- _ASSIGNMENT_: Once you find a line containing the word "instance" in the entries below, copy it.
[TASK INPUT — start]
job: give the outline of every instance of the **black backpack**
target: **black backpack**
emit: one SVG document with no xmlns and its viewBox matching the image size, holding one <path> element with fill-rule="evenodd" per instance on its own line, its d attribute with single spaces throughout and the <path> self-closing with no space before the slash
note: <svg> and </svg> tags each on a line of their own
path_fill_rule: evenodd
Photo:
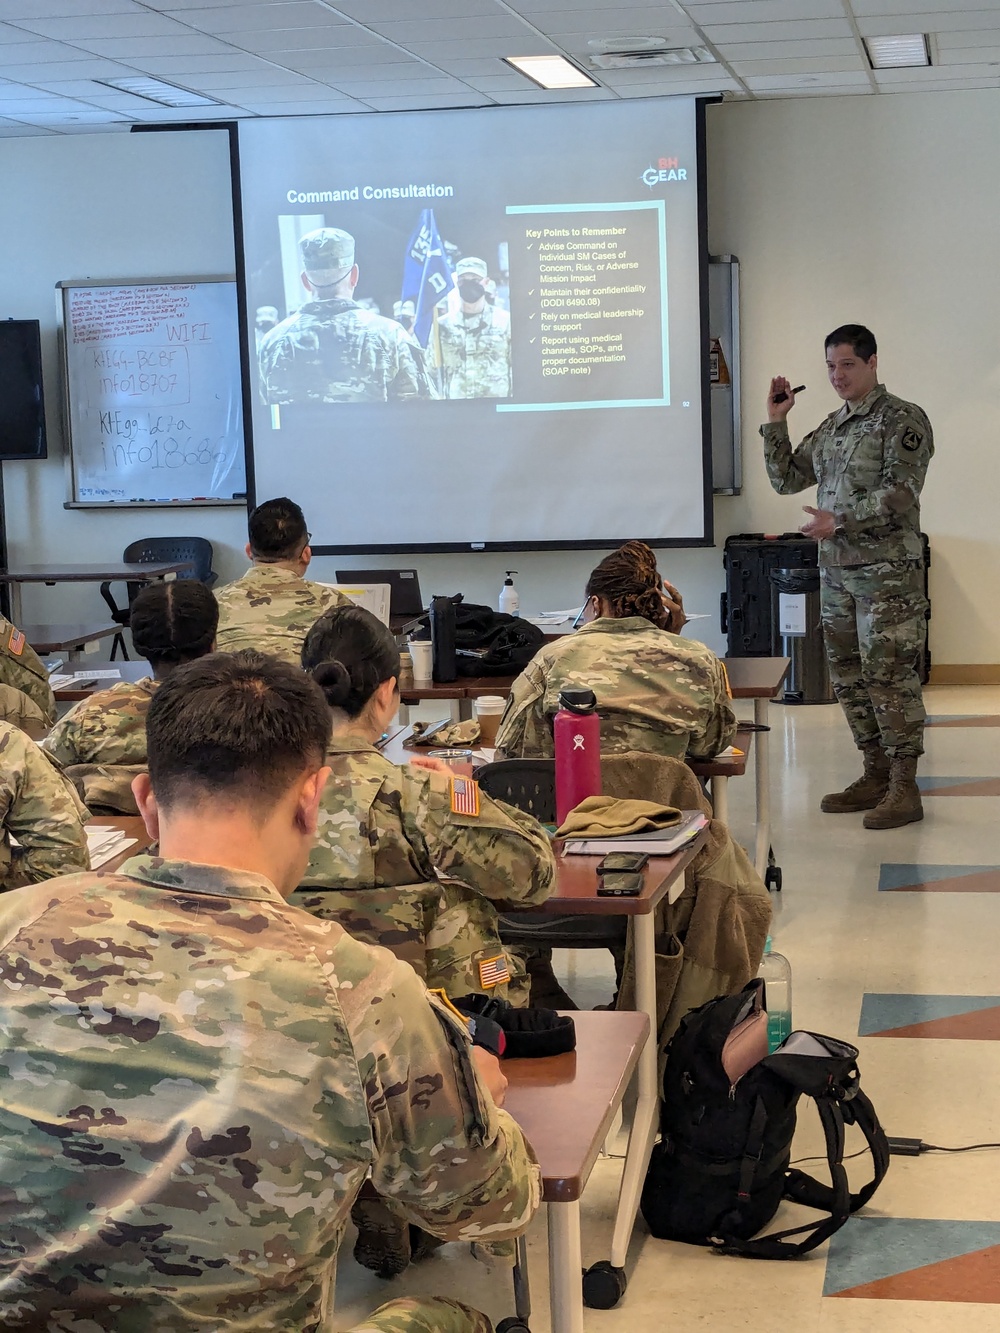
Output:
<svg viewBox="0 0 1000 1333">
<path fill-rule="evenodd" d="M 545 642 L 530 620 L 474 602 L 455 602 L 455 648 L 460 676 L 516 676 Z"/>
<path fill-rule="evenodd" d="M 794 1259 L 838 1231 L 885 1176 L 889 1145 L 861 1091 L 857 1048 L 818 1033 L 793 1032 L 773 1055 L 756 1059 L 754 1050 L 766 1043 L 763 1005 L 764 983 L 751 981 L 737 995 L 692 1010 L 670 1043 L 661 1141 L 642 1192 L 643 1217 L 661 1240 L 711 1245 L 750 1259 Z M 734 1052 L 740 1065 L 741 1042 L 742 1065 L 750 1064 L 735 1082 L 723 1068 L 727 1039 L 729 1067 Z M 819 1110 L 830 1185 L 789 1169 L 795 1109 L 803 1093 Z M 874 1162 L 872 1180 L 857 1194 L 850 1192 L 843 1164 L 845 1124 L 859 1127 Z M 782 1199 L 828 1216 L 750 1239 Z"/>
</svg>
[TASK INPUT — finish]
- _ANSWER SPACE_:
job: give the outline of every instance of the **black backpack**
emit: one SVG document with no xmlns and its viewBox matching the image size, holding one <path> element with fill-rule="evenodd" per instance on its own line, its d attribute with single spaces throughout and the <path> self-closing with no space before the slash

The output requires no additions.